**EXTRACT:**

↓↓↓

What this exercise has shown me is that, in order for there to be a middle ground for reasoned debate on abortion, there has to be some way for pro-life people to accept the premise that there is a principled distinction between a child that is born and a child that is in utero, without it necessarily following from that distinction that the fetus has no legal or moral protections.  Said another way, compromise and debate is only possible if there is a cohesive way to say both that the fetus is worthy of legal and moral protection, and that they are not the same protections or protections to the same degree as a newborn.  I think most people, including most people who would identify as pro-life, do have an intuitive sense that there is a distinction between the two, but there are not many good ways to articulate that distinction that don't require you to concede the entire issue from the jump.  It seems to me that something like the framework I have sketched might do some good to provide such a basis.

↑↑↑

**SUPPLIED RECORDS:**
↓↓↓

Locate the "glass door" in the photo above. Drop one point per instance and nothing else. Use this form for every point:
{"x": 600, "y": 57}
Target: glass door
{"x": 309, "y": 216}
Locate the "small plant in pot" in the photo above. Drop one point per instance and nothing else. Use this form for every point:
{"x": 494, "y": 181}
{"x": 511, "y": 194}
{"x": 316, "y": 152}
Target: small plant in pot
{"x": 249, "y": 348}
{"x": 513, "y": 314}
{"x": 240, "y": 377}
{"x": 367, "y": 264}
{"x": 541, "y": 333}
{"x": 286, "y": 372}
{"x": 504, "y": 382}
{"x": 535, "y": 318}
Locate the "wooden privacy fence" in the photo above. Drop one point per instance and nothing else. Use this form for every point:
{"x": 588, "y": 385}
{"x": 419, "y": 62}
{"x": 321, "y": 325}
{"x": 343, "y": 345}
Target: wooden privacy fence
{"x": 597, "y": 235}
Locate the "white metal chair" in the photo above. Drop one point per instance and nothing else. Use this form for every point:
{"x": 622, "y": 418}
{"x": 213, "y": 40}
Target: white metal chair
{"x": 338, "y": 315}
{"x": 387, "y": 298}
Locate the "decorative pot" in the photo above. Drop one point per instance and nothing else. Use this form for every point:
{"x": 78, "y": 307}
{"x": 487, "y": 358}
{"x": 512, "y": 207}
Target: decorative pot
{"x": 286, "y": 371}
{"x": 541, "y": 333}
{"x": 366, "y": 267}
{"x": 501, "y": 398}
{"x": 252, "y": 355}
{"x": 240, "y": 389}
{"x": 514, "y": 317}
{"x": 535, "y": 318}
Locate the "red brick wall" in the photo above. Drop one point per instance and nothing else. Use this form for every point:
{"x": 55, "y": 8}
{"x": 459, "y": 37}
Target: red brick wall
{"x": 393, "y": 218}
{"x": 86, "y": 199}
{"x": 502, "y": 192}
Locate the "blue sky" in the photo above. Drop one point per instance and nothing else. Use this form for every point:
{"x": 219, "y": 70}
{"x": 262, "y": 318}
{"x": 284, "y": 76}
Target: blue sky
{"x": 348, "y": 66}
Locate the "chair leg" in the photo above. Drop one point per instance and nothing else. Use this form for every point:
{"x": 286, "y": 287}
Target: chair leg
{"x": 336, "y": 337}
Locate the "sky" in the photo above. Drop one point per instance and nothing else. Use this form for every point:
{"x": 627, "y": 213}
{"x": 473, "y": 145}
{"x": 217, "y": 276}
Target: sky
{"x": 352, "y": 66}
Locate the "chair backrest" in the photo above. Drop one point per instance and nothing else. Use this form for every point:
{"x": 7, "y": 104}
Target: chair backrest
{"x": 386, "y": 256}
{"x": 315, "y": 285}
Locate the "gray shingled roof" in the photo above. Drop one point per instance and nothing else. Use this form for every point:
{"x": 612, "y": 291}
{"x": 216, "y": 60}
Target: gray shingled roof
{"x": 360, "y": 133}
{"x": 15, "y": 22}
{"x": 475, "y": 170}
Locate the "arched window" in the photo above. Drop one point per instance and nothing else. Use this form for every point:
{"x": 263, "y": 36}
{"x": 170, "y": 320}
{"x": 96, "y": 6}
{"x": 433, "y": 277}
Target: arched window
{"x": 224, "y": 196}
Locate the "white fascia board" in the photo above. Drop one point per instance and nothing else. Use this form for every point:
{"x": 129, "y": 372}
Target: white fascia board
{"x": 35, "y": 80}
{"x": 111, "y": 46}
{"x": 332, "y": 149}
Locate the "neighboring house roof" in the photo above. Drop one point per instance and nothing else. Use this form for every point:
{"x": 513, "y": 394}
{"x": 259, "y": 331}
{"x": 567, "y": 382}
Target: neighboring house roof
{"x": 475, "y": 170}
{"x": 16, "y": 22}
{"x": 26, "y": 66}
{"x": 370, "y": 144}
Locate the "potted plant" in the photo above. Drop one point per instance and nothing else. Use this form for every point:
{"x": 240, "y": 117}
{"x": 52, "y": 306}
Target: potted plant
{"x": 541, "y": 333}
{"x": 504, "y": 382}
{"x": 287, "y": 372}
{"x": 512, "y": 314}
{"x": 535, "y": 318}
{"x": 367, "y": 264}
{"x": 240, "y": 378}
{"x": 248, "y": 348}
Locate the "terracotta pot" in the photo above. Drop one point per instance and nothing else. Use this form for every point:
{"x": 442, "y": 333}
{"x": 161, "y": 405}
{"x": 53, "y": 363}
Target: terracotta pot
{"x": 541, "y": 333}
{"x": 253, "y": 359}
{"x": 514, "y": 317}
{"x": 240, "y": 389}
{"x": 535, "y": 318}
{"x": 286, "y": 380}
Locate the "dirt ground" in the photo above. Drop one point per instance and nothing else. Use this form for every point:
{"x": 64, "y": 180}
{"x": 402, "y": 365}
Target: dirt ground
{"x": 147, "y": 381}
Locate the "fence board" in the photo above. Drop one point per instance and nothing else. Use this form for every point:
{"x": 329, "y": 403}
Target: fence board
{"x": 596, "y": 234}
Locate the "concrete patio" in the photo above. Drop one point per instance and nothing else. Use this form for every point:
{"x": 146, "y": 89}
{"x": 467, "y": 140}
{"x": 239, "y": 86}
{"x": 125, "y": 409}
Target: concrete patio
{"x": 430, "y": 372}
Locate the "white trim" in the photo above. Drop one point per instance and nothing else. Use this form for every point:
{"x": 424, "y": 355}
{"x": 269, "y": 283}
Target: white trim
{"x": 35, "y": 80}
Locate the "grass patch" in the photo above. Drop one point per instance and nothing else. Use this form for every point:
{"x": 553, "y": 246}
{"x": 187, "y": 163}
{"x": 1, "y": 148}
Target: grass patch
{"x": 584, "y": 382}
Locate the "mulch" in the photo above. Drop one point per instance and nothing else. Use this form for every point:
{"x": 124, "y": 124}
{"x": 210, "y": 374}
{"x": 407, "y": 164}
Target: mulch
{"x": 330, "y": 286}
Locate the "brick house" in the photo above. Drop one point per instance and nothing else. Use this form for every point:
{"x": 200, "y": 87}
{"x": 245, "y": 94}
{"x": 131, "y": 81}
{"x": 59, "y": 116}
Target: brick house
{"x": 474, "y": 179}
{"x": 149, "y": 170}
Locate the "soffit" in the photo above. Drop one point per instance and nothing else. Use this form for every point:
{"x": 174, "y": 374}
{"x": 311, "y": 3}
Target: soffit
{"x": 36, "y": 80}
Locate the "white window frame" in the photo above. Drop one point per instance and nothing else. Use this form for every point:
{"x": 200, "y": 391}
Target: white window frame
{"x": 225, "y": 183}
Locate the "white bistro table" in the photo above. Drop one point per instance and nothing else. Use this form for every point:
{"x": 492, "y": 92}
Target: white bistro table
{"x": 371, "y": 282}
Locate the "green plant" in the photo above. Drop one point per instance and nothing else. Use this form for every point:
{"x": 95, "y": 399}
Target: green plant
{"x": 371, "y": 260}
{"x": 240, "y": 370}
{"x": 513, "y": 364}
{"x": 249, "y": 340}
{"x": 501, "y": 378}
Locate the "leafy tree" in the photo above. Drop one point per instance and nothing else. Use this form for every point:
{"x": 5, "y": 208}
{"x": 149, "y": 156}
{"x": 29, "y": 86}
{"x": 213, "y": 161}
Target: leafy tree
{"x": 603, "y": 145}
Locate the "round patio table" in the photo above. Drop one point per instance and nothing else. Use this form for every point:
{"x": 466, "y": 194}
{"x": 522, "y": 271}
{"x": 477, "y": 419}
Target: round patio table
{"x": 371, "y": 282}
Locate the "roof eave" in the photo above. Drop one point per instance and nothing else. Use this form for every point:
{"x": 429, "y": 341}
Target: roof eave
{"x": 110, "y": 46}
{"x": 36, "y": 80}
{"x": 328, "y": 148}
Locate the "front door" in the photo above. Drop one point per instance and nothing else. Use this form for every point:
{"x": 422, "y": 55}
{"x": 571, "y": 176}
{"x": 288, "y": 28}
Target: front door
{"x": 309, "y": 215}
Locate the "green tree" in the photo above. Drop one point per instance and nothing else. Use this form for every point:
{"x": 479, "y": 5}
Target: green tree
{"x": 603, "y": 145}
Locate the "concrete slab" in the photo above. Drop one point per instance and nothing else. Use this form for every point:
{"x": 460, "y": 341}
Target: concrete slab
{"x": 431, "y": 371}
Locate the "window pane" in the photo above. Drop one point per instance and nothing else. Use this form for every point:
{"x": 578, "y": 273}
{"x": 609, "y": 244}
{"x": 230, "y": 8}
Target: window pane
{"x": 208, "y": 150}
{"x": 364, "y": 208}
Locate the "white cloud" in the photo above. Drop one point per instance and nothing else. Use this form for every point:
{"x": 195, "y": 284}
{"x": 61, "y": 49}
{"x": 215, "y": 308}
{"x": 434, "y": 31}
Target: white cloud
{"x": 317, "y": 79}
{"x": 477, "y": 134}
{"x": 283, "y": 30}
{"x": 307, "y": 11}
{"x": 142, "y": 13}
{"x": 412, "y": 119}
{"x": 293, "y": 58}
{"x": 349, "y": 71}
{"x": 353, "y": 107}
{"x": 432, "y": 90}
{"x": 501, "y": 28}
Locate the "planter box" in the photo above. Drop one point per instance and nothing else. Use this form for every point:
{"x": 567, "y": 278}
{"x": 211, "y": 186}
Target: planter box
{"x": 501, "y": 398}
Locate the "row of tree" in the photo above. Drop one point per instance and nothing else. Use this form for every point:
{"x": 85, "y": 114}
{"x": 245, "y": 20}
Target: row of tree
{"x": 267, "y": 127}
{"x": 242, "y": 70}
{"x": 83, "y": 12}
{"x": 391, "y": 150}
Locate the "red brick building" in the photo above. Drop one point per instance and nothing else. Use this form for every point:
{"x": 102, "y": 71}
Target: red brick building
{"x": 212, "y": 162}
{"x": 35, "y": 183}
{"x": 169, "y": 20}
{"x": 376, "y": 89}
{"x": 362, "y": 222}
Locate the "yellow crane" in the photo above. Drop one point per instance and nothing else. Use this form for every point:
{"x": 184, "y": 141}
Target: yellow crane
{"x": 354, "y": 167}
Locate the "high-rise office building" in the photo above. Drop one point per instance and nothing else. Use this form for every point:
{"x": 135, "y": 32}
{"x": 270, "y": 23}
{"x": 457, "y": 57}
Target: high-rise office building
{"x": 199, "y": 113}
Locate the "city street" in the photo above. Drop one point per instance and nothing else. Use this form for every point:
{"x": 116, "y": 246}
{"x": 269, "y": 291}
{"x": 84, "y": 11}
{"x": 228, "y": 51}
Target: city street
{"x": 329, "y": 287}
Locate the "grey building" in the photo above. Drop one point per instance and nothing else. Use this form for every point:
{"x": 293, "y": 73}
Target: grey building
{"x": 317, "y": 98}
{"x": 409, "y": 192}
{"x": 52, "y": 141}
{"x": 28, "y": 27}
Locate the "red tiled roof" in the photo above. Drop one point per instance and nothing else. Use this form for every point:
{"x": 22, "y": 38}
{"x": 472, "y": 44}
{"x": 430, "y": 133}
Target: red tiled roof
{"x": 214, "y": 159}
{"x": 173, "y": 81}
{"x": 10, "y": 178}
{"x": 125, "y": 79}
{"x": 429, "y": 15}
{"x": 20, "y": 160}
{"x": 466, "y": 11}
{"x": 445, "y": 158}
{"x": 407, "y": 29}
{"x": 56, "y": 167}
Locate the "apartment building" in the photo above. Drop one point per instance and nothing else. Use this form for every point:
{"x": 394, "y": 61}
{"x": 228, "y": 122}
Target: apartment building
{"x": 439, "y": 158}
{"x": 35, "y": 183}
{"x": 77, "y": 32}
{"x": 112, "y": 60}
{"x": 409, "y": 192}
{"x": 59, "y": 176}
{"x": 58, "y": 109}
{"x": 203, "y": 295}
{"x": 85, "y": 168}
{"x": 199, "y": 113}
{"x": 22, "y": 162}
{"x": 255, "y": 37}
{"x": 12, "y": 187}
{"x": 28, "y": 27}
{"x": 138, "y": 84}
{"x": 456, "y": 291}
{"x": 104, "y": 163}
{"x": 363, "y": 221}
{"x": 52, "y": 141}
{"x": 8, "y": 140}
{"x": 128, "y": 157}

↑↑↑

**GOAL OF THE EXERCISE:**
Write a continuation of the passage on finding a middle ground in the abortion debate, beginning right after its final sentence. The records have nothing to do with this exercise.

**WRITTEN REPLY:**
This approach would also have the effect of eliminating the disputed and (in my view) unproductive argument over whether this or that method of birth control is "really" an abortifacient.  Except for folks who are also anti-contraception in principle, I feel like this argument is really an exercise in slippery-slope policing--because many pro-life people feel like they have to defend "life begins at conception" in order to have a cohesive position, they feel they also have to defend that idea all the way through to this point.  In other words, they feel they have to say that an IUD can cause an abortion as a result of the logic of their position, not because they have some intuitive sense that it is so.  All of that would be gone under this framework--regardless of the specific mechanism of any particular method of birth control, a woman can never be morally culpable unless or until she is aware she is pregnant, so all of the disputed methods would be morally acceptable (including, by this logic, the so-called "morning after" pill).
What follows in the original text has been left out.